> [Direction 1]:
List every web technology named in the game development update.
> [Direction 2]:
Carry the game development update forward from its last sentence.

> [Passage]:
════════════════════

Update 66: 12/03/2015

November was a very fast paced month for me.

I've applied to two major conventions last week (PAX East, MAGFest) for early next year.
All of this time spent polishing has resulted in a slice of the game I consider of good quality.

The last few months have been crucial in this game's development.
I finally have a solid core I can build on, which I am excited about.

---

==Revamped Website==

I switched over the DNS to host the new website.

There are still some aspects that are in progress.
I plan on creating a mailing list and doing general revision.

I may totally ditch this layout later for a better one, but it does the job.

For a self critique, the website is extremely basic. It's all just HTML and CSS, there isn't even any Javascript.
However it IS the first website I made completely from scratch, ex. without a framework. At least I gained some experience.

---

==New Videos!==





I captured this video of the full title screen cycle, it's raw and unedited footage.

It features Kyle Landry's melancholy solo piano piece 'Frozen.'
Kyle mentioned he would like to re-record the song, and polish a few things. Although I enjoy it as it is Smiley

The title screen will loop





I recorded this directly from the first three levels of the demo.

In the last two weeks I changed up a few sound effects, going for a more natural theme.

════════════════════

> [Provided material]:
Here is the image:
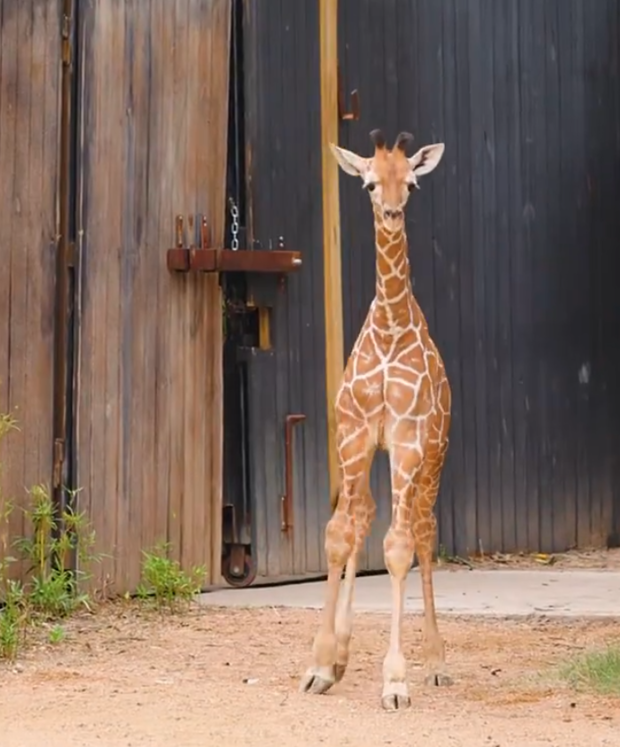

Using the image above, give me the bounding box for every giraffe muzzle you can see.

════════════════════

> [Expected output 1]:
DNS, HTML, CSS, Javascript

> [Expected output 2]:
I also FINALLY got Kyle's music into gameplay. This is actually primarily improv/placeholder, but I like it so far.

---

==Environment Morphing==





I've been experimenting with the concept of the world evolving over time.

Something 'Metroidvania' genre games often don't explore is the evolution of the environment.
Titles are often player focused, but the environment remains static throughout the game.

It's just a concept, but I am thinking I might integrate a meta-mechanic where the world will change as the player progresses.

Maybe some natural events (flood, heatwave, snowstorm) cause certain areas to be accessible, or inaccessible.  

For the above example, I mixed the theme of the second world with an area from the first and increased the water level.

I'll develop more of this concept later!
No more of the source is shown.